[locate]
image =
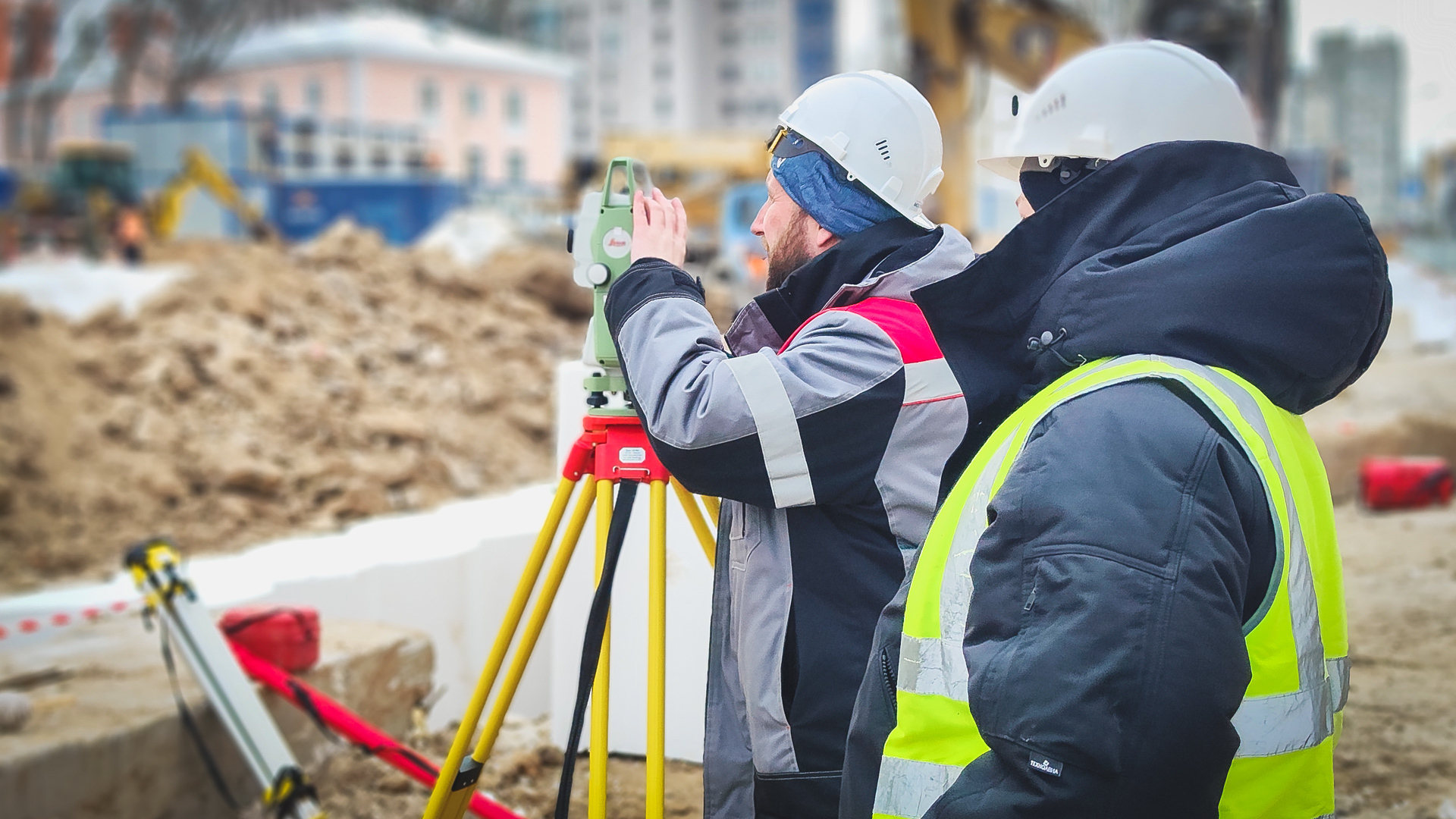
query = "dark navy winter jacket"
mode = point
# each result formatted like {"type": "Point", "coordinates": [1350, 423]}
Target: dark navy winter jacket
{"type": "Point", "coordinates": [1142, 526]}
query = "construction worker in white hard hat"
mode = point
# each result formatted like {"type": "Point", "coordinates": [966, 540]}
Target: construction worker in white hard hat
{"type": "Point", "coordinates": [1130, 602]}
{"type": "Point", "coordinates": [821, 419]}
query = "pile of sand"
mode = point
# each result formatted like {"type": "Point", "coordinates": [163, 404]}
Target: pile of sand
{"type": "Point", "coordinates": [274, 392]}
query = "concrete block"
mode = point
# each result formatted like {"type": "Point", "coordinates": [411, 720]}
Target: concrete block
{"type": "Point", "coordinates": [107, 741]}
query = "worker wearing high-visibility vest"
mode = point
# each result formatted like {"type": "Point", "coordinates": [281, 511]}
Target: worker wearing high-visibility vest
{"type": "Point", "coordinates": [1130, 602]}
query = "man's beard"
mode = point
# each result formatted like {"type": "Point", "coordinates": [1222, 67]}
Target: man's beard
{"type": "Point", "coordinates": [789, 253]}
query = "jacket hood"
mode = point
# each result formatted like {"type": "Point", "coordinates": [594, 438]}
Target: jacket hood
{"type": "Point", "coordinates": [1199, 249]}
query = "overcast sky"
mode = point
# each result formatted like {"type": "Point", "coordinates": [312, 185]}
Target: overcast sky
{"type": "Point", "coordinates": [1429, 30]}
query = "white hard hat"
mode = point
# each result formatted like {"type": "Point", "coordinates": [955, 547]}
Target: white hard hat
{"type": "Point", "coordinates": [880, 130]}
{"type": "Point", "coordinates": [1120, 98]}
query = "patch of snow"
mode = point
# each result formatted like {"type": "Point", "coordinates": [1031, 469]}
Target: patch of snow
{"type": "Point", "coordinates": [77, 287]}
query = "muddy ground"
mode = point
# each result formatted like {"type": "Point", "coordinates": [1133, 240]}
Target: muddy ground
{"type": "Point", "coordinates": [1397, 758]}
{"type": "Point", "coordinates": [275, 391]}
{"type": "Point", "coordinates": [523, 774]}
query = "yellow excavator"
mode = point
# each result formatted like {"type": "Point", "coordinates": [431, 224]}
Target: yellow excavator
{"type": "Point", "coordinates": [199, 171]}
{"type": "Point", "coordinates": [1021, 39]}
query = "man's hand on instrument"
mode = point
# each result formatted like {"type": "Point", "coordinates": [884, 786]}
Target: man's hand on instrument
{"type": "Point", "coordinates": [658, 228]}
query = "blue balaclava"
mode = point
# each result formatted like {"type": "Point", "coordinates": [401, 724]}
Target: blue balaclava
{"type": "Point", "coordinates": [823, 188]}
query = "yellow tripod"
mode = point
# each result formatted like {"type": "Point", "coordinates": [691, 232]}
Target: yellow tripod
{"type": "Point", "coordinates": [613, 447]}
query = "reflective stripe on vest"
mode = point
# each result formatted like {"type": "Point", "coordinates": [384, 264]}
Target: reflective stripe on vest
{"type": "Point", "coordinates": [1289, 716]}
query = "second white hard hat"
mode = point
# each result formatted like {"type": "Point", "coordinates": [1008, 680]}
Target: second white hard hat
{"type": "Point", "coordinates": [880, 129]}
{"type": "Point", "coordinates": [1120, 98]}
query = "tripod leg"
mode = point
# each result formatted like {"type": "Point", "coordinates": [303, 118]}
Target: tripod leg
{"type": "Point", "coordinates": [695, 519]}
{"type": "Point", "coordinates": [503, 642]}
{"type": "Point", "coordinates": [657, 651]}
{"type": "Point", "coordinates": [601, 687]}
{"type": "Point", "coordinates": [459, 798]}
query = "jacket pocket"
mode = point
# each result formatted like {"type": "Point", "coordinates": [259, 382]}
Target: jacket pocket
{"type": "Point", "coordinates": [801, 795]}
{"type": "Point", "coordinates": [1068, 679]}
{"type": "Point", "coordinates": [887, 675]}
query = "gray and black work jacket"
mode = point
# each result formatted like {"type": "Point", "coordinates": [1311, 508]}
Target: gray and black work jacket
{"type": "Point", "coordinates": [823, 422]}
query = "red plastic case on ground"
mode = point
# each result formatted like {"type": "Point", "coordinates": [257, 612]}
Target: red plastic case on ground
{"type": "Point", "coordinates": [1405, 483]}
{"type": "Point", "coordinates": [283, 635]}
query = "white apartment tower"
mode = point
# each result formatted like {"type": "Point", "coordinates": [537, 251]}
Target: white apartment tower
{"type": "Point", "coordinates": [688, 66]}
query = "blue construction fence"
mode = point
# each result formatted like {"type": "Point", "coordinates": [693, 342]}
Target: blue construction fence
{"type": "Point", "coordinates": [258, 152]}
{"type": "Point", "coordinates": [400, 210]}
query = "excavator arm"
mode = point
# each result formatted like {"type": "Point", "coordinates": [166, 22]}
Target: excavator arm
{"type": "Point", "coordinates": [200, 171]}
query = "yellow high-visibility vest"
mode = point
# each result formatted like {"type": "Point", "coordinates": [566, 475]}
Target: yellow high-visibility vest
{"type": "Point", "coordinates": [1291, 716]}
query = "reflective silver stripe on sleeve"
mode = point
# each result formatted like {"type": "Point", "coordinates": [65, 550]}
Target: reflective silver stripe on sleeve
{"type": "Point", "coordinates": [930, 381]}
{"type": "Point", "coordinates": [778, 428]}
{"type": "Point", "coordinates": [1338, 681]}
{"type": "Point", "coordinates": [929, 665]}
{"type": "Point", "coordinates": [909, 787]}
{"type": "Point", "coordinates": [1285, 722]}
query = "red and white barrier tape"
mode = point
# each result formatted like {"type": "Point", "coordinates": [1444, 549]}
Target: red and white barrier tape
{"type": "Point", "coordinates": [63, 618]}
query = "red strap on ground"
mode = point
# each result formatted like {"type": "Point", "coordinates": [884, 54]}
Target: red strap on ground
{"type": "Point", "coordinates": [354, 729]}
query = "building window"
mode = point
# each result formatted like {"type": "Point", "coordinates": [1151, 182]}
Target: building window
{"type": "Point", "coordinates": [303, 156]}
{"type": "Point", "coordinates": [610, 41]}
{"type": "Point", "coordinates": [473, 165]}
{"type": "Point", "coordinates": [313, 95]}
{"type": "Point", "coordinates": [764, 37]}
{"type": "Point", "coordinates": [514, 107]}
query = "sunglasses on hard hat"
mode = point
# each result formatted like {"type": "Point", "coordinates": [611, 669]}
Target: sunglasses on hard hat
{"type": "Point", "coordinates": [785, 143]}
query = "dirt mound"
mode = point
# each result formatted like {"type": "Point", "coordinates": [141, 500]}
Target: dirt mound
{"type": "Point", "coordinates": [274, 392]}
{"type": "Point", "coordinates": [1405, 404]}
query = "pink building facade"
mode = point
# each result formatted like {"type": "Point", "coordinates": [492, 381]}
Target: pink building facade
{"type": "Point", "coordinates": [485, 112]}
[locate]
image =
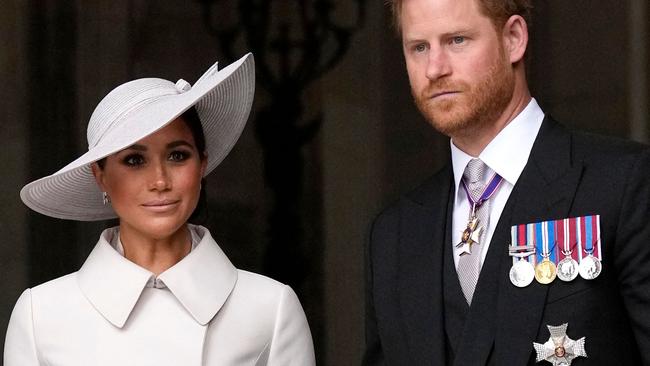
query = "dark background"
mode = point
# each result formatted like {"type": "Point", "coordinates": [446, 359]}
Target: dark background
{"type": "Point", "coordinates": [588, 67]}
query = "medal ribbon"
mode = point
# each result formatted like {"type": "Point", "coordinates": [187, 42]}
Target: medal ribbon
{"type": "Point", "coordinates": [488, 191]}
{"type": "Point", "coordinates": [573, 239]}
{"type": "Point", "coordinates": [550, 241]}
{"type": "Point", "coordinates": [544, 234]}
{"type": "Point", "coordinates": [519, 246]}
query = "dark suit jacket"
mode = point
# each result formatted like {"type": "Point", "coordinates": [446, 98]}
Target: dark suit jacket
{"type": "Point", "coordinates": [567, 175]}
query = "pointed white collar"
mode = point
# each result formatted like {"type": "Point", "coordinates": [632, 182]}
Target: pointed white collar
{"type": "Point", "coordinates": [507, 154]}
{"type": "Point", "coordinates": [202, 281]}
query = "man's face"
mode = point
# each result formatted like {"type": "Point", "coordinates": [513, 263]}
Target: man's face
{"type": "Point", "coordinates": [460, 75]}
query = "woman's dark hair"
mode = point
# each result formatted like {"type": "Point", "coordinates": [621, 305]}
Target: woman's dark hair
{"type": "Point", "coordinates": [192, 120]}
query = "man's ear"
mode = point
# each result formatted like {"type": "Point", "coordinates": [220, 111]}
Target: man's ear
{"type": "Point", "coordinates": [98, 173]}
{"type": "Point", "coordinates": [515, 38]}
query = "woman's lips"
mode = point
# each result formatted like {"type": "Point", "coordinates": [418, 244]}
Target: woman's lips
{"type": "Point", "coordinates": [160, 205]}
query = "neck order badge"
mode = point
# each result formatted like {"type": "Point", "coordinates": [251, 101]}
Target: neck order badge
{"type": "Point", "coordinates": [473, 231]}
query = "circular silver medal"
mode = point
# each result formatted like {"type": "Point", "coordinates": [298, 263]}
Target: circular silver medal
{"type": "Point", "coordinates": [567, 269]}
{"type": "Point", "coordinates": [590, 267]}
{"type": "Point", "coordinates": [522, 273]}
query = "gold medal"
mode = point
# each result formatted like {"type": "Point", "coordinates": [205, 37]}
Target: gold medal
{"type": "Point", "coordinates": [545, 271]}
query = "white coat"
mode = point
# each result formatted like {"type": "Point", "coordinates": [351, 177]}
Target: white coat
{"type": "Point", "coordinates": [210, 313]}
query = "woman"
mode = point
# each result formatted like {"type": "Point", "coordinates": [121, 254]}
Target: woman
{"type": "Point", "coordinates": [155, 290]}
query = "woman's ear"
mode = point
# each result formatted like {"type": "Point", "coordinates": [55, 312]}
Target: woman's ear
{"type": "Point", "coordinates": [515, 38]}
{"type": "Point", "coordinates": [204, 164]}
{"type": "Point", "coordinates": [98, 173]}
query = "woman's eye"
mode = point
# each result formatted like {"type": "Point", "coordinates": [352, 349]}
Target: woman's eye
{"type": "Point", "coordinates": [179, 156]}
{"type": "Point", "coordinates": [133, 160]}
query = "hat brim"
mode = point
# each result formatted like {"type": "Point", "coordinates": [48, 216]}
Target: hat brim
{"type": "Point", "coordinates": [223, 100]}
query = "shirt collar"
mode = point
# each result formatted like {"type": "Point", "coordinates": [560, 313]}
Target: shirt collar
{"type": "Point", "coordinates": [507, 154]}
{"type": "Point", "coordinates": [202, 281]}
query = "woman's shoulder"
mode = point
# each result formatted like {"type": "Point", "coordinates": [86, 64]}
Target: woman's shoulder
{"type": "Point", "coordinates": [258, 291]}
{"type": "Point", "coordinates": [259, 285]}
{"type": "Point", "coordinates": [58, 292]}
{"type": "Point", "coordinates": [59, 286]}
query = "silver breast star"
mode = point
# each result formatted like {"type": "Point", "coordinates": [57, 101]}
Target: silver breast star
{"type": "Point", "coordinates": [560, 350]}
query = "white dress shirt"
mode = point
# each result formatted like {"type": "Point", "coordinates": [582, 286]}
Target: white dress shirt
{"type": "Point", "coordinates": [208, 313]}
{"type": "Point", "coordinates": [507, 155]}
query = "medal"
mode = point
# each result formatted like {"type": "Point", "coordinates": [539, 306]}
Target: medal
{"type": "Point", "coordinates": [560, 350]}
{"type": "Point", "coordinates": [473, 231]}
{"type": "Point", "coordinates": [471, 234]}
{"type": "Point", "coordinates": [522, 271]}
{"type": "Point", "coordinates": [545, 271]}
{"type": "Point", "coordinates": [567, 268]}
{"type": "Point", "coordinates": [590, 266]}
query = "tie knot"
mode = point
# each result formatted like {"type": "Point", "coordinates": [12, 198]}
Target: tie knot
{"type": "Point", "coordinates": [475, 171]}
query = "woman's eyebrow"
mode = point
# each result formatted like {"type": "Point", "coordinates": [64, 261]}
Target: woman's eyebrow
{"type": "Point", "coordinates": [177, 143]}
{"type": "Point", "coordinates": [137, 147]}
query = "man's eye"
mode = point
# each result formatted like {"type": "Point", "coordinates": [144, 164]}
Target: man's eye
{"type": "Point", "coordinates": [134, 160]}
{"type": "Point", "coordinates": [458, 40]}
{"type": "Point", "coordinates": [178, 156]}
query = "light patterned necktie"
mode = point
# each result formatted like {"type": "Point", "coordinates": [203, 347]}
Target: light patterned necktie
{"type": "Point", "coordinates": [469, 264]}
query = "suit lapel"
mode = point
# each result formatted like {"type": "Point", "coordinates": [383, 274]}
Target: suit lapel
{"type": "Point", "coordinates": [422, 235]}
{"type": "Point", "coordinates": [544, 191]}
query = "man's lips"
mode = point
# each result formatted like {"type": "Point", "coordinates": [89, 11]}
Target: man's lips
{"type": "Point", "coordinates": [443, 94]}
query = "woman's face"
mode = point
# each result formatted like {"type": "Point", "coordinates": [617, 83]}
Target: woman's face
{"type": "Point", "coordinates": [154, 184]}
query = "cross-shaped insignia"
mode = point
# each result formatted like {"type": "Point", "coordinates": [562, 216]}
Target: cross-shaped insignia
{"type": "Point", "coordinates": [560, 350]}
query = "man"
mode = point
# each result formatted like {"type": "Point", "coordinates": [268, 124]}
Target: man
{"type": "Point", "coordinates": [449, 265]}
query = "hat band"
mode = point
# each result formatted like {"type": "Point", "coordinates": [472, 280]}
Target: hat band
{"type": "Point", "coordinates": [127, 112]}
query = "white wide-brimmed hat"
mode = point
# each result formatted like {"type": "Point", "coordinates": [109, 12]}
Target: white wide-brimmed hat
{"type": "Point", "coordinates": [135, 110]}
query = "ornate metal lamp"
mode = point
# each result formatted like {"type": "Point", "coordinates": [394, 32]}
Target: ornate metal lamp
{"type": "Point", "coordinates": [295, 42]}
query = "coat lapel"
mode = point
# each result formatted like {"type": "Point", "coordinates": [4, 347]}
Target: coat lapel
{"type": "Point", "coordinates": [422, 229]}
{"type": "Point", "coordinates": [544, 191]}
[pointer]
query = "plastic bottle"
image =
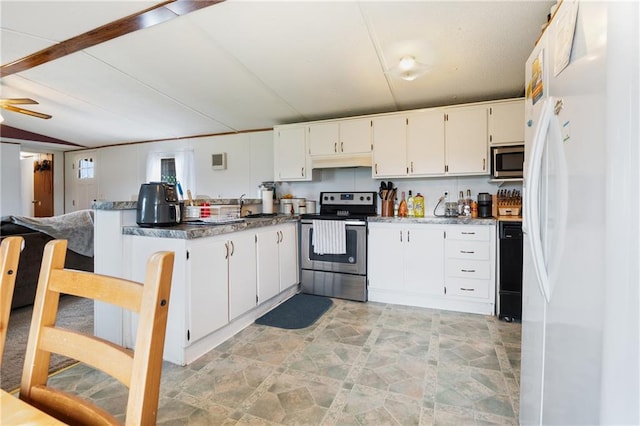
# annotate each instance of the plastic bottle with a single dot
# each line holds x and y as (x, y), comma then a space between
(474, 209)
(410, 205)
(418, 205)
(402, 208)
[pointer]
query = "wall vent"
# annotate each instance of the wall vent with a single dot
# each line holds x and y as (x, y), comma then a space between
(219, 161)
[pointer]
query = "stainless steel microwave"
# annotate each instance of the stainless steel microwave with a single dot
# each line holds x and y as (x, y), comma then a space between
(507, 162)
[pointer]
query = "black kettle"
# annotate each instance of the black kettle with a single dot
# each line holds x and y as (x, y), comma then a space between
(158, 205)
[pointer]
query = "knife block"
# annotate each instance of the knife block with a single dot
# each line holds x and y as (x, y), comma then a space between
(387, 208)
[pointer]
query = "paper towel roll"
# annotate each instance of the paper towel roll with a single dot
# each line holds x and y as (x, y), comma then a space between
(267, 201)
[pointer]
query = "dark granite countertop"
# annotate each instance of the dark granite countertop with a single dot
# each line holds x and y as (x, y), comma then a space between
(190, 231)
(434, 220)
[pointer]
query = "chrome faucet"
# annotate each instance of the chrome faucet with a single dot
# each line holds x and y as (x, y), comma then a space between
(241, 202)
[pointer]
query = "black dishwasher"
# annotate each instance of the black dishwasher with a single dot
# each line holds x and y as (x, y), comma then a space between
(510, 271)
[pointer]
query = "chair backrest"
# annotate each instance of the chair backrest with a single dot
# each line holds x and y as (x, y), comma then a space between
(9, 257)
(139, 370)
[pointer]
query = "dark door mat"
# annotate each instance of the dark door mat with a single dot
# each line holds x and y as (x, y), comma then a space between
(301, 311)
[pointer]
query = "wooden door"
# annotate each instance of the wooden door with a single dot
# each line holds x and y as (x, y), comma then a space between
(43, 187)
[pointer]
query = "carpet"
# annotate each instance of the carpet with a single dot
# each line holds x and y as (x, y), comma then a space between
(301, 311)
(73, 312)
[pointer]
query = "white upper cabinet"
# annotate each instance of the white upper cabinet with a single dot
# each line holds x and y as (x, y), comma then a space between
(506, 122)
(389, 146)
(425, 143)
(466, 140)
(291, 161)
(342, 137)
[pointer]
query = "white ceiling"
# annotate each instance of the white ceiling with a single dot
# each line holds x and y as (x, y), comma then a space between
(243, 65)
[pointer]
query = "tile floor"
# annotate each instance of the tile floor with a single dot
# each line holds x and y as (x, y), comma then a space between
(361, 363)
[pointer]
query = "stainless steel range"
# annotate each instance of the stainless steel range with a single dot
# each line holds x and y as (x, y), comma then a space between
(342, 270)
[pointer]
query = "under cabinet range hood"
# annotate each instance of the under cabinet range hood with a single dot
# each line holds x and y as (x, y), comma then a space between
(335, 162)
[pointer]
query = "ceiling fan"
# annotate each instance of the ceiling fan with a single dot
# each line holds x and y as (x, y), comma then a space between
(8, 104)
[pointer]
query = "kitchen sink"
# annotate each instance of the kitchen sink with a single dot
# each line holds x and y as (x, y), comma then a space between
(258, 215)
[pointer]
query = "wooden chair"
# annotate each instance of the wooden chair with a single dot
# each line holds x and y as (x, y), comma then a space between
(9, 257)
(139, 370)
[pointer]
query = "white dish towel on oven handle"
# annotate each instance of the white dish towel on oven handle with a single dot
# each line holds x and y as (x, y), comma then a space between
(329, 237)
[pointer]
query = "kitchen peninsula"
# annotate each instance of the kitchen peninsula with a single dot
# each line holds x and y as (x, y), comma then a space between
(224, 277)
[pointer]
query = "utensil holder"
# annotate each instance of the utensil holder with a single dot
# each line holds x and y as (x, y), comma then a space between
(387, 208)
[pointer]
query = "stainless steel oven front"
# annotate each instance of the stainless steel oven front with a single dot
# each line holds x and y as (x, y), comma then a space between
(335, 275)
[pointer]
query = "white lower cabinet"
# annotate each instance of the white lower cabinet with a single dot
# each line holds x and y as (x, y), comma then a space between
(435, 266)
(208, 277)
(277, 259)
(242, 273)
(405, 259)
(214, 288)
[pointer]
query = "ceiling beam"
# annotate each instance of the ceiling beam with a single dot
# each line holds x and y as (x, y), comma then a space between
(15, 133)
(144, 19)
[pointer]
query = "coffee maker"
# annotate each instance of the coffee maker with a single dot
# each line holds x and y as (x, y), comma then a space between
(484, 205)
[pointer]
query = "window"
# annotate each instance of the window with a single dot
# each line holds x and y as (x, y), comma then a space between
(168, 170)
(86, 168)
(172, 167)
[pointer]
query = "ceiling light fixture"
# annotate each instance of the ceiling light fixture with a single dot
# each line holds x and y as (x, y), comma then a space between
(409, 69)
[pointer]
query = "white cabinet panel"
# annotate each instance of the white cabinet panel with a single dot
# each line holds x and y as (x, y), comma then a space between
(291, 162)
(506, 122)
(208, 298)
(424, 259)
(355, 136)
(389, 146)
(415, 264)
(242, 273)
(277, 259)
(288, 255)
(466, 141)
(409, 259)
(385, 258)
(425, 143)
(324, 138)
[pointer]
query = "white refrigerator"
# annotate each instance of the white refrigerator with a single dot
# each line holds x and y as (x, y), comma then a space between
(581, 300)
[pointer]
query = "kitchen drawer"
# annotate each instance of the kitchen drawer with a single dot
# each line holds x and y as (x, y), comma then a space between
(470, 233)
(468, 250)
(468, 288)
(475, 269)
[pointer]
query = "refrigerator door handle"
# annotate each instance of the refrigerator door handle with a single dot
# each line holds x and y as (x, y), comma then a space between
(548, 121)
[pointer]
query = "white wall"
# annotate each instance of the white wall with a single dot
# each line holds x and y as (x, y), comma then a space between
(359, 179)
(120, 170)
(10, 196)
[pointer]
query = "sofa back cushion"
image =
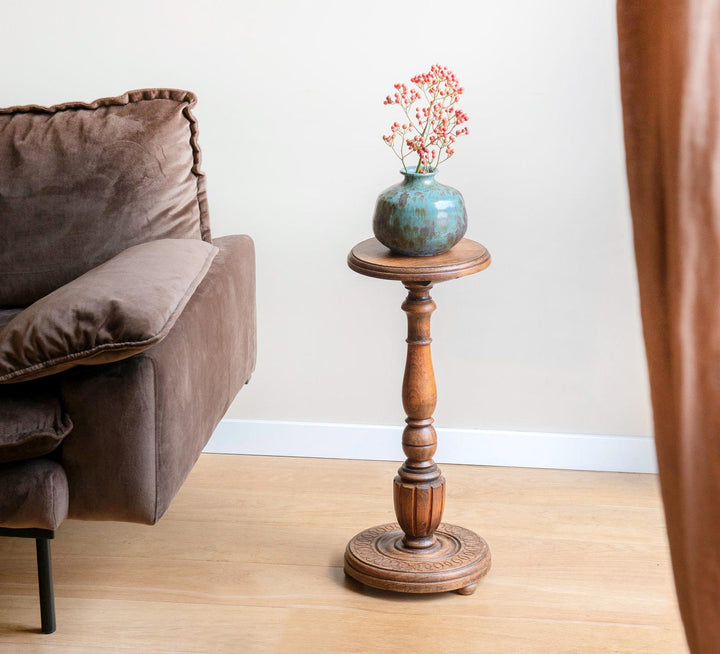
________________________
Return every line of the rows above that contains the string "light".

● **Finished answer**:
query = "light patterned necktie"
Target: light patterned necktie
query = "ceiling light fixture"
# annotate each instance of the ceiling light fixture with a single dot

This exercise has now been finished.